Brief:
Extract only the lines from the start of the entries below to the line with "positive clicks: (102, 132)", inclusive; omit every picture.

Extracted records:
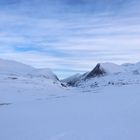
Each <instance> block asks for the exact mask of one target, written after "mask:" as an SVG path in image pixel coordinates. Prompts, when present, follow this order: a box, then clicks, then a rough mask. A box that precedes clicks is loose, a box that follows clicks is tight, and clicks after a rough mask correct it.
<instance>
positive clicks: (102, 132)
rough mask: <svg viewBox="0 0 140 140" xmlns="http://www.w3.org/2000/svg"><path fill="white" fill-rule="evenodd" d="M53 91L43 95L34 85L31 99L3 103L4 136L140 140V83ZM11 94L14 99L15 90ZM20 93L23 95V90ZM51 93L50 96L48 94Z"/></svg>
mask: <svg viewBox="0 0 140 140" xmlns="http://www.w3.org/2000/svg"><path fill="white" fill-rule="evenodd" d="M11 88H12V87H11ZM25 89H26V88H25ZM51 91H52V92H49V91H48V90H47V88H46V90H44V95H43V93H41V91H38V93H37V92H36V89H34V88H31V90H30V92H31V93H30V94H31V96H29V97H30V100H29V99H28V100H26V101H25V100H24V101H23V100H21V101H20V100H19V96H17V97H16V100H15V101H14V102H12V104H9V105H8V104H5V105H4V104H3V105H0V114H1V115H0V124H1V125H0V139H2V140H9V139H10V140H19V139H20V140H133V139H135V140H139V139H140V133H139V130H140V125H139V122H140V102H139V100H140V94H139V91H140V86H139V85H127V86H122V87H114V86H112V87H105V88H104V89H100V90H97V91H95V90H94V92H93V91H91V92H87V93H82V92H79V91H77V90H75V91H73V90H70V91H69V90H65V89H63V90H58V89H54V90H51ZM26 92H27V91H26ZM26 92H24V95H25V94H26ZM70 92H73V93H74V94H70ZM60 93H61V96H60ZM8 94H9V101H10V98H13V97H12V96H11V94H15V92H14V93H13V92H9V93H7V96H8ZM18 94H21V96H22V92H21V93H18ZM36 94H38V96H37V98H38V100H36V99H35V96H36ZM47 94H50V95H49V96H48V97H46V95H47ZM56 95H57V96H56ZM10 96H11V97H10ZM0 97H1V94H0ZM27 97H28V96H27ZM5 101H6V100H5ZM3 102H4V99H3Z"/></svg>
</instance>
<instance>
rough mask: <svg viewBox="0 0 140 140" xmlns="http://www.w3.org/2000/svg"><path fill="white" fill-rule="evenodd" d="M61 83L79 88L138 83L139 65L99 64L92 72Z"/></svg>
mask: <svg viewBox="0 0 140 140" xmlns="http://www.w3.org/2000/svg"><path fill="white" fill-rule="evenodd" d="M63 81H64V82H65V83H67V85H69V86H81V87H96V86H107V85H111V84H112V85H123V84H133V83H140V63H136V64H123V65H117V64H113V63H99V64H97V65H96V66H95V68H94V69H93V70H91V71H89V72H86V73H84V74H79V75H74V76H72V77H69V78H67V79H64V80H63Z"/></svg>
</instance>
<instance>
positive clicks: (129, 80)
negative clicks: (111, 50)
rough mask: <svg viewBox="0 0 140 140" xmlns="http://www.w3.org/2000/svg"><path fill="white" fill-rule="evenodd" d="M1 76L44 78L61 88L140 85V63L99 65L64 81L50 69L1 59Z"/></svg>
mask: <svg viewBox="0 0 140 140" xmlns="http://www.w3.org/2000/svg"><path fill="white" fill-rule="evenodd" d="M0 75H7V76H13V79H16V78H17V77H18V76H23V77H26V78H41V79H42V78H43V79H49V80H52V81H54V82H59V83H60V85H61V86H72V87H97V86H107V85H126V84H139V83H140V63H136V64H129V63H127V64H122V65H117V64H113V63H98V64H97V65H96V66H95V67H94V68H93V70H91V71H89V72H86V73H83V74H75V75H73V76H71V77H68V78H66V79H63V80H61V81H60V80H59V78H58V77H57V76H56V74H54V73H53V72H52V71H51V70H50V69H48V68H43V69H36V68H34V67H31V66H29V65H25V64H22V63H19V62H16V61H11V60H3V59H0Z"/></svg>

Written response:
Each <instance> block asks for the exact mask of one target, written after "mask:" as an SVG path in image pixel coordinates. Prompts, when present, follow this order: a box, then clicks, then a rough mask. A box that precedes clicks is loose, a box that follows clicks is tight, and clicks after a rough mask correct it.
<instance>
positive clicks: (102, 132)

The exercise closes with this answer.